___ Supplied records

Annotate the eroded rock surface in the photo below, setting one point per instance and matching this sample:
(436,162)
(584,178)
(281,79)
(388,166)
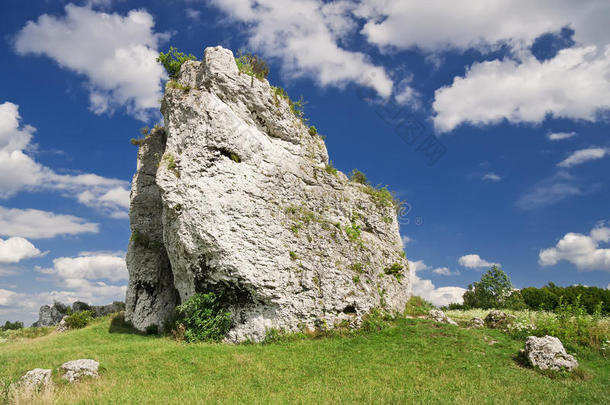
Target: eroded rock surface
(548,353)
(234,196)
(439,316)
(77,369)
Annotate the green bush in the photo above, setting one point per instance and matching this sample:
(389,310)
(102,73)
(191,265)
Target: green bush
(252,65)
(358,177)
(203,318)
(8,325)
(571,324)
(330,169)
(417,306)
(376,320)
(547,297)
(491,292)
(173,60)
(152,329)
(394,270)
(79,320)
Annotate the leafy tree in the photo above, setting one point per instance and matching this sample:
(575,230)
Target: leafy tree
(491,292)
(173,60)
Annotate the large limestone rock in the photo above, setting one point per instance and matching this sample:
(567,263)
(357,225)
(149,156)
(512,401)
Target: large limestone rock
(548,353)
(234,196)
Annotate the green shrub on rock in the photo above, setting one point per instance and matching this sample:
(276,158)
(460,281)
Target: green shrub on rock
(173,60)
(203,318)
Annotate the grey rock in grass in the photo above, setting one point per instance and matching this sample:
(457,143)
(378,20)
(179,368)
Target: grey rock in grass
(498,319)
(234,196)
(62,326)
(548,353)
(439,316)
(50,315)
(77,369)
(37,379)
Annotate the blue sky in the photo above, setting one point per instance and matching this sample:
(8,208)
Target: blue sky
(516,94)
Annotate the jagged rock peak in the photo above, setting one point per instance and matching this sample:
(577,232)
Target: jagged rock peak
(235,196)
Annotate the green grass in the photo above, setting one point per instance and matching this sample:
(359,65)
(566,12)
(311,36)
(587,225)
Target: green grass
(414,361)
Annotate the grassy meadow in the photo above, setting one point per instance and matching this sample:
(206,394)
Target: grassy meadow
(411,361)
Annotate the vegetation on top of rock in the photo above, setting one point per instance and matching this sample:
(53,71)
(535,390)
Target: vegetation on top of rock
(173,60)
(394,270)
(173,84)
(202,318)
(146,133)
(252,65)
(358,177)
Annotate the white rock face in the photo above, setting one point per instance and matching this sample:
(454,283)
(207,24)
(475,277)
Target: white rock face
(76,369)
(233,196)
(548,353)
(439,316)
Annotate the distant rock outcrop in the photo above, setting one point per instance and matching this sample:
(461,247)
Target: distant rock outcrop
(51,315)
(236,196)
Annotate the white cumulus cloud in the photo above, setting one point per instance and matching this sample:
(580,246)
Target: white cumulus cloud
(439,296)
(15,249)
(116,53)
(20,172)
(37,224)
(89,267)
(438,25)
(474,261)
(584,251)
(583,155)
(557,136)
(492,177)
(574,84)
(551,191)
(445,271)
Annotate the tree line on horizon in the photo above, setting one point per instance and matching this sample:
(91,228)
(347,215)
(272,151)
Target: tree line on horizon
(495,290)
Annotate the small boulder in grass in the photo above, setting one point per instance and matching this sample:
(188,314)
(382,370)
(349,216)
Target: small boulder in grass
(548,353)
(439,316)
(36,380)
(62,326)
(75,370)
(498,319)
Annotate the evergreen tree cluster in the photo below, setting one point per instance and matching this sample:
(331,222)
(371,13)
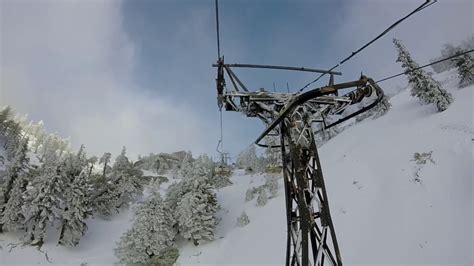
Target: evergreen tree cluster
(465,68)
(188,211)
(151,240)
(60,189)
(423,85)
(193,201)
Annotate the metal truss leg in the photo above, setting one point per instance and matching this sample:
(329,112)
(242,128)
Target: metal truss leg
(311,238)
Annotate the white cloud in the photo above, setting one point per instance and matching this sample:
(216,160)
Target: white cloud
(70,64)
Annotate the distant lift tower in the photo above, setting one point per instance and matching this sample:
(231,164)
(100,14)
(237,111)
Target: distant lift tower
(311,238)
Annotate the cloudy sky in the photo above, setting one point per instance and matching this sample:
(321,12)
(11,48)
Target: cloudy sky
(138,73)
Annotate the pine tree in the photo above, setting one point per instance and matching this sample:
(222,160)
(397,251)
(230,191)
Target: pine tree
(43,201)
(250,194)
(423,85)
(122,186)
(377,111)
(150,241)
(243,220)
(186,167)
(12,218)
(75,170)
(126,179)
(105,159)
(14,186)
(465,67)
(196,210)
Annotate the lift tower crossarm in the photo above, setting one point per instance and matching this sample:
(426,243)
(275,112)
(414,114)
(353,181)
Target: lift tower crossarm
(303,69)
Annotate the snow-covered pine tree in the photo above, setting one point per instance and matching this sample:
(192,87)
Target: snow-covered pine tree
(196,211)
(12,218)
(243,219)
(377,111)
(77,211)
(186,167)
(271,184)
(105,159)
(249,160)
(75,170)
(250,194)
(150,241)
(423,85)
(127,179)
(14,185)
(43,200)
(465,67)
(273,158)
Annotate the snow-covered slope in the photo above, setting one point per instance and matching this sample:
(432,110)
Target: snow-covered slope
(381,215)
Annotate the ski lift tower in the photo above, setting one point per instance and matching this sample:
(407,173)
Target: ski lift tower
(311,237)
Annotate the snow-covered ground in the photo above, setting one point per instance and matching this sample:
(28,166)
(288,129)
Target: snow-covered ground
(381,214)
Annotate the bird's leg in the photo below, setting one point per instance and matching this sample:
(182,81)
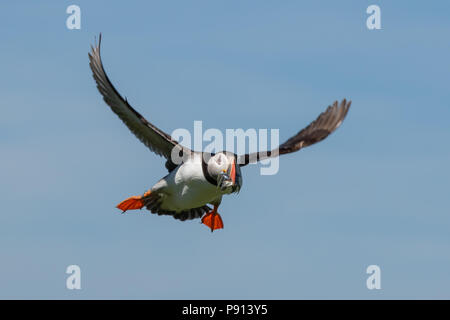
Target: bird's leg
(134,202)
(213,220)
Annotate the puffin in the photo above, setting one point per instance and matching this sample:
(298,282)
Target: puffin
(197,180)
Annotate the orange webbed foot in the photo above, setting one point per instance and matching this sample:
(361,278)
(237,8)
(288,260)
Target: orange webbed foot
(213,220)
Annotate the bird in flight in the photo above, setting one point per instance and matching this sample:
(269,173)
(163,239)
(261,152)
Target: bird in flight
(199,179)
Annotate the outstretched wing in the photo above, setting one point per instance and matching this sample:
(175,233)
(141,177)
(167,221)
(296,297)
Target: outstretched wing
(319,129)
(155,139)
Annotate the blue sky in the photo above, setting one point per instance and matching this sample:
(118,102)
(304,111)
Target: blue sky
(375,192)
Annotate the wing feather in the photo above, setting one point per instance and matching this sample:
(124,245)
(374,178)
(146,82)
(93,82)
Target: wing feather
(155,139)
(327,122)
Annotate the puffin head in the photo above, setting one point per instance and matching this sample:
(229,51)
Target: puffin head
(224,169)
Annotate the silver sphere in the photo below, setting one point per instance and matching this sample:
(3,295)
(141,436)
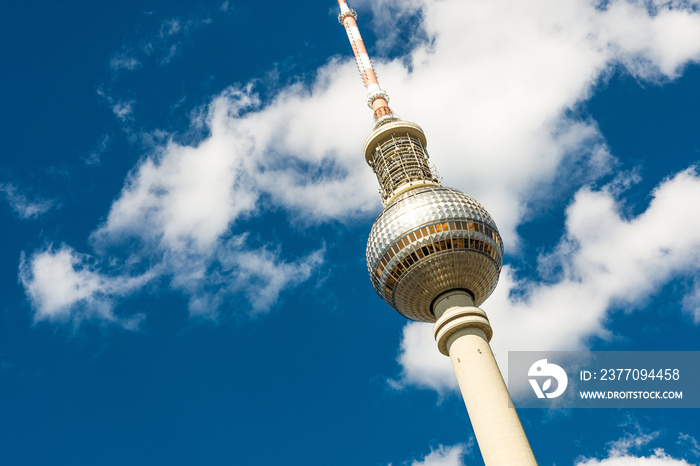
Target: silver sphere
(429,240)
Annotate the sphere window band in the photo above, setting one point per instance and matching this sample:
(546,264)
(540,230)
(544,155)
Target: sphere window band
(432,248)
(449,240)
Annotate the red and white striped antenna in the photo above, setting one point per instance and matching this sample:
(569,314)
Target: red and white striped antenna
(377,98)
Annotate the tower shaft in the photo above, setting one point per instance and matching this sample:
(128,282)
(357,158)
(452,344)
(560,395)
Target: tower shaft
(463,332)
(435,253)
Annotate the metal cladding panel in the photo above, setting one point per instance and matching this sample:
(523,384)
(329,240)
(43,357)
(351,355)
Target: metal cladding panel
(428,241)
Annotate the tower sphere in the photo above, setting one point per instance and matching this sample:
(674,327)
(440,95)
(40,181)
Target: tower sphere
(429,239)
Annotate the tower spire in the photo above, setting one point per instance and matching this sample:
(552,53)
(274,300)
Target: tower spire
(377,98)
(434,254)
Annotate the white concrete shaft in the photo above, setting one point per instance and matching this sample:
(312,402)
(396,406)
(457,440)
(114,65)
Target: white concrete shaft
(462,331)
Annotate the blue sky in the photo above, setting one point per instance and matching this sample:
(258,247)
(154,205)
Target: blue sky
(185,209)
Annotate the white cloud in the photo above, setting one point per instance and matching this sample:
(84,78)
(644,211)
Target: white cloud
(444,456)
(63,285)
(21,205)
(629,450)
(491,86)
(123,62)
(692,445)
(605,261)
(659,458)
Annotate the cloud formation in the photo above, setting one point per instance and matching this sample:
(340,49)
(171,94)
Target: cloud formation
(24,207)
(495,85)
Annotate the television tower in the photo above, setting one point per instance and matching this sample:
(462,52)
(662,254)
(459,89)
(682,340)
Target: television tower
(434,254)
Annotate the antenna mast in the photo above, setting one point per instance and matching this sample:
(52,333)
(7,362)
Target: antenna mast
(377,98)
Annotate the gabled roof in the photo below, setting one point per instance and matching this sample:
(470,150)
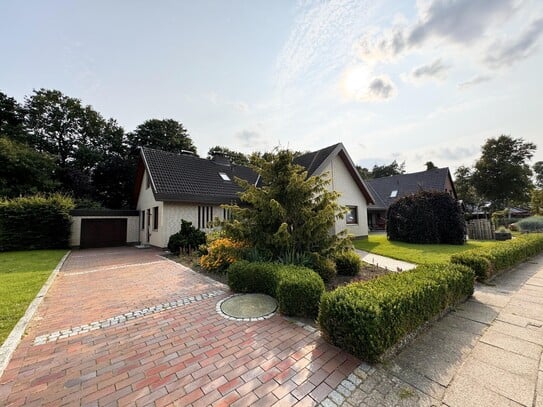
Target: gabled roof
(405,184)
(187,178)
(316,161)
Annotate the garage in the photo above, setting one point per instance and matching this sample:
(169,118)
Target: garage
(103,228)
(103,233)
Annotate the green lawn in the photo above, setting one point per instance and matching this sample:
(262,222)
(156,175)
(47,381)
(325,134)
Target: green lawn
(416,253)
(22,274)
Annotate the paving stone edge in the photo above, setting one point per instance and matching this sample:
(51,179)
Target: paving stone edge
(14,338)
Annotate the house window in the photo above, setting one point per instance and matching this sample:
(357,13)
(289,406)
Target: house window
(205,215)
(352,215)
(224,176)
(155,218)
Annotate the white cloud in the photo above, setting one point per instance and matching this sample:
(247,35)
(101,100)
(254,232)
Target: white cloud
(464,22)
(433,71)
(476,80)
(321,40)
(507,53)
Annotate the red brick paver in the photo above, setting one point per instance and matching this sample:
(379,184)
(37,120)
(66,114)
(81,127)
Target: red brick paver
(188,355)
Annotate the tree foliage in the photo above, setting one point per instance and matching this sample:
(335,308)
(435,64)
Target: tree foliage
(430,166)
(235,157)
(464,186)
(287,212)
(11,119)
(23,170)
(167,135)
(538,172)
(502,174)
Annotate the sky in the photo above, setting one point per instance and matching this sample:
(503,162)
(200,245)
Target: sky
(412,81)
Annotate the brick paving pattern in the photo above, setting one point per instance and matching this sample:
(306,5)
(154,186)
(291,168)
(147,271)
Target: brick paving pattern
(185,355)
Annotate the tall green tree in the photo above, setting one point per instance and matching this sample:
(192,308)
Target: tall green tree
(464,186)
(430,166)
(235,157)
(166,135)
(287,212)
(23,170)
(11,119)
(538,172)
(502,174)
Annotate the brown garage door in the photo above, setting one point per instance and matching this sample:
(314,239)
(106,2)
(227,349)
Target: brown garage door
(103,233)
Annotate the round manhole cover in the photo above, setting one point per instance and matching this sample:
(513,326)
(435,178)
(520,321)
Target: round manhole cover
(248,307)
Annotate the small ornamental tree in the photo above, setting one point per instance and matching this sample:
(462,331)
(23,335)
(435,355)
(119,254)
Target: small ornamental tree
(286,212)
(426,217)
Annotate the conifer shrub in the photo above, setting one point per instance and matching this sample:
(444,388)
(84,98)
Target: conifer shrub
(297,289)
(426,217)
(368,318)
(221,253)
(35,222)
(187,239)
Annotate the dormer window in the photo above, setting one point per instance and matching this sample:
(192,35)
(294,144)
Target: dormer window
(224,176)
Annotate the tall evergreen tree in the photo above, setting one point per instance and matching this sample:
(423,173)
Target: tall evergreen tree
(287,212)
(502,174)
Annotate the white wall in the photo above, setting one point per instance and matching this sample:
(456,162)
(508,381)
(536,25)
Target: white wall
(132,226)
(350,195)
(146,200)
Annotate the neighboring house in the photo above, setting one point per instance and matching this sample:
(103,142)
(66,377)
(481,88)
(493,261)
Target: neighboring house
(171,187)
(386,190)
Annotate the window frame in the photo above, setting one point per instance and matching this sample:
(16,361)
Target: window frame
(155,217)
(351,208)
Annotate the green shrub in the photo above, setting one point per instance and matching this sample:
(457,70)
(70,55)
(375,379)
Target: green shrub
(531,224)
(426,217)
(324,267)
(348,263)
(480,265)
(35,222)
(297,289)
(501,256)
(368,318)
(187,239)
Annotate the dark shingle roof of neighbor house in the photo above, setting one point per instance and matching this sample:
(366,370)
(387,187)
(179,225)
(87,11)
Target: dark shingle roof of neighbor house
(406,184)
(187,178)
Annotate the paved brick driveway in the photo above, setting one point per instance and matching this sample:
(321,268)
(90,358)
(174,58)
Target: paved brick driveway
(127,327)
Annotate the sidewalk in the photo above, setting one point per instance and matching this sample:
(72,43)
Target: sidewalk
(385,262)
(488,352)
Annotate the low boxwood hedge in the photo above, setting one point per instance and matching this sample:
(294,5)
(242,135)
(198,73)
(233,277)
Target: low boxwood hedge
(297,289)
(368,318)
(486,262)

______

--- Required task ---
Reproduce nothing but the lines from the line containing "Annotate the neighboring" to the last line of the data, each exactly as written.

--- Reply to the exercise ---
Annotate the neighboring house in the photo above, setting one point per instance and matching this sample:
(103,142)
(66,377)
(481,88)
(493,261)
Target: neighboring house
(171,187)
(386,190)
Annotate the window frame in the photo above, setting one point per instance and matching this sample:
(16,361)
Target: window frame
(155,217)
(351,208)
Annotate the green shrub in the photo above, setting one point per instance and matching this sample:
(457,70)
(70,55)
(375,379)
Target: green shrub
(531,224)
(426,217)
(324,267)
(348,263)
(480,265)
(35,222)
(297,289)
(501,256)
(368,318)
(187,239)
Annotate the dark shingle roof of neighbor house in the photo above, setting one point per instance and matching this sample:
(366,370)
(387,187)
(179,225)
(87,11)
Target: dark shingle roof of neighbor house
(406,184)
(187,178)
Annotate the paved brick driveway in the photo above, setting one point per instance and matching this sample:
(321,268)
(90,358)
(174,58)
Target: paved brick driveway
(127,327)
Annotate the sidewalk in the photo above, setting one point per instance and matching this sample:
(72,43)
Target: sidewalk
(385,262)
(488,352)
Annotate the low boxwood hedge in the photo above, setting one point per instance and matching this sample:
(294,5)
(242,135)
(198,73)
(233,277)
Target: low boxwood hedge
(297,289)
(368,318)
(486,262)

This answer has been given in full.